Written exercise 1: Count the lines in the records that contain the string "hose", matching case exactly, and give only that number.

Even after the ratification of the 19th Amendment, Jim Crow state laws meant that Black Americans were in many cases still unable to exercise the right to vote. So as white suffragist groups disbanded, the burden fell to Black women’s groups to keep marching to achieve full voting rights. And they did.
In the 1920s and 1930s, Mary Church Terrell and Nannie Helen Burroughs were key leaders of organizations for Black women voters, and educators like Septima Clark set up citizenship schools to prepare women for the obstacles they would face trying to vote. Other Black women created their own newspapers, magazines, and pamphlets, to publicize their fight for voting rights.
Black women carried on these voter-education efforts through the early 1960s, at churches and bus stops and beauty shops, on farms and at community meetings. But they rarely became household names, especially as the male leaders of the fight for voting rights were the spokespeople who talked to and got quoted in news outlets, and there was a lot of chauvinism, as the late Congressman John Lewis pointed out in his memoir.
One of the most powerful voices for Black women’s voting rights came out of this period, when, at a community meeting at a church in rural Mississippi in 1962, a sharecropper in her 40s named Fannie Lou Hamer found out she could register to vote. Though she lost her job for doing so, she gained a reputation as one of the most important voting rights activists of the 1960s. As a Student Nonviolent Coordinating Committee field secretary, she crisscrossed the country speaking to fellow Black farm workers about the importance of voting. “When Hamer became aware of her constitutional rights, she was determined to use them,” historian Keisha N. Blain, who is working on a biography of Hamer, has written for TIME. “But even more, she wanted to ensure that others would also benefit from this knowledge.”
In her story, experts see many parallels to the women who organized the vote in Georgia this year.
“Like Fannie Lou Hamer, Stacey Abrams didn’t let people who turned her away or cheated the system, she didn’t let that stop her,” says Berry.
In 2013, the Supreme Court invalidated part of the 1965 Voting Rights Act, the law that had brought to fruition many of the goals of Hamer and her peers. That change helped shape the world in which voting rights activists like Abrams do their work. On Nov. 9, Abrams tweeted that her get-out-the-vote organization Fair Fight had raised $6 million in three days for those races. Georgia organizers’ efforts paid off in the Jan. 5, 2021, U.S. Senate run-off elections. Black turnout was key to helping Democrats Rev. Raphael Warnock and Jon Ossoff win their races, allowing their party to regain control of the U.S. Senate.
That dedication to moving forward is one these historians recognize in the women who paved the way for today’s activists—and, they point out, there’s another parallel too: that often under-recognized voter-encouragement work by Black women stands to impact people of all races and genders.
“It’s been left up to Black women not just to open up the door for themselves, but in opening up the door for themselves they open up the door for every other women of color, white women included,” says Jackson. “We deserve to count and to matter and to have our voices heard, and the only way you can do that politically is with a vote.”

Supplied information:
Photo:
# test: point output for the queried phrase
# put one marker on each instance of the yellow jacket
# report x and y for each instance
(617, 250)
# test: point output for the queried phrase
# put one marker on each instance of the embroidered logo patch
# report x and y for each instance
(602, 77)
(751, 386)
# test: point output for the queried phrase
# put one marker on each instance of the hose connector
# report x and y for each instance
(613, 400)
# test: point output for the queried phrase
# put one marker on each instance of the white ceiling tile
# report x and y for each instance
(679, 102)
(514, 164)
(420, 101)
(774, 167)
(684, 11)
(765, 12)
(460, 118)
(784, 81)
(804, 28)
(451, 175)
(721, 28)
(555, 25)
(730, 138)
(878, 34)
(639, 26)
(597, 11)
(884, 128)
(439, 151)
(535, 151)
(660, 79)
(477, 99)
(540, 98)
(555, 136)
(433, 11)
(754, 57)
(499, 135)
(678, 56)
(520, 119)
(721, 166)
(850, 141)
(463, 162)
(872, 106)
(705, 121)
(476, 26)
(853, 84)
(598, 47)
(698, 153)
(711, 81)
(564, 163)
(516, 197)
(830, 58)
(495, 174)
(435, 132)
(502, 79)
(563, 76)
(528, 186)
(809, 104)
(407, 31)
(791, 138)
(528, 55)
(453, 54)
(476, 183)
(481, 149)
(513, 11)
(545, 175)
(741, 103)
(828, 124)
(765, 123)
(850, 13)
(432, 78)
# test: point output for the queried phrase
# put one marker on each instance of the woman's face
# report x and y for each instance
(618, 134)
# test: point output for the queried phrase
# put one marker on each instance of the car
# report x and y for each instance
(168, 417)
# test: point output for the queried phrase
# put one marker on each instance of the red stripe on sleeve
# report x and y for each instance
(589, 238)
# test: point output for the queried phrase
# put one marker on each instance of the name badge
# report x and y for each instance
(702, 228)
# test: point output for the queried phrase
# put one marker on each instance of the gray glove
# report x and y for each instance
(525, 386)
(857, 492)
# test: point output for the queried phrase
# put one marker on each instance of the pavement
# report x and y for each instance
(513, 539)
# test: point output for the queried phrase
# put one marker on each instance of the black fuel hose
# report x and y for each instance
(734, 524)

Written exercise 2: Write out the passage above on Black women's voting rights between "Black women carried" and "in his memoir.", inclusive.

Written solution 1: 2

Written solution 2:
Black women carried on these voter-education efforts through the early 1960s, at churches and bus stops and beauty shops, on farms and at community meetings. But they rarely became household names, especially as the male leaders of the fight for voting rights were the spokespeople who talked to and got quoted in news outlets, and there was a lot of chauvinism, as the late Congressman John Lewis pointed out in his memoir.